#### [GOAL OF THE EXERCISE]
Copy the items below word for word, omitting the pictures.

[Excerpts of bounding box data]
- - - -

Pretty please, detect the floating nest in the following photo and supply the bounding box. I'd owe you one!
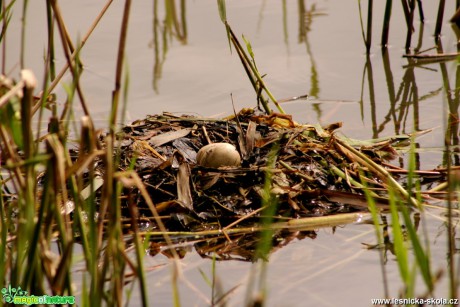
[105,109,406,231]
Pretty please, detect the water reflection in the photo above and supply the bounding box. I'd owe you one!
[150,0,187,94]
[360,16,460,167]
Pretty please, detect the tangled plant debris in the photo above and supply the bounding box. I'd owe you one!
[104,109,416,231]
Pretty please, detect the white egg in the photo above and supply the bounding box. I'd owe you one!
[196,143,241,168]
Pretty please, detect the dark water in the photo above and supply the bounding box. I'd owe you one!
[7,0,459,306]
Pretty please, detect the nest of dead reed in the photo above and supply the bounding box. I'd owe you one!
[108,109,402,231]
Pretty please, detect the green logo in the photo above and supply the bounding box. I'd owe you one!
[1,285,75,306]
[2,285,27,303]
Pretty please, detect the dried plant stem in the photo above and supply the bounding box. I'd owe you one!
[109,0,131,135]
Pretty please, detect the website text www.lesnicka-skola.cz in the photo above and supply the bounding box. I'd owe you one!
[371,298,460,306]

- - - -

#### [ANSWER]
Pretty please, detect the floating nest in the following photo and supply the bounding box. I'd owe you one!
[105,109,406,231]
Pretty please, detect the water reflection in the photo above and supply the bounding box. I'd owe you one!
[150,0,187,94]
[360,16,460,167]
Pretty please, detect the tangled plant debris in the photo above and supply the bounding box. I'd owe you one!
[104,109,416,231]
Pretty please, detect the white egg in the photo above and supply the bounding box. I'd owe you one!
[196,143,241,168]
Pretty please, detect the dark water in the photo above and supply the bounding box. I'd owe you one!
[7,0,459,306]
Pretty please, detect the nest of dead reed in the photo above and supply the bounding box. I'd owe you one!
[108,109,402,231]
Pretty please, detect the green logo in the photo above and supply the bounding box. I'd owe you one!
[1,285,75,306]
[2,285,27,303]
Pretty please, detect the dried plant stem in the photo above and supply the bounding box. I'd owe you one!
[109,0,131,135]
Pretty please, detect the website text www.lesnicka-skola.cz in the photo above and supply the bounding box. I'd owe you one!
[371,298,460,306]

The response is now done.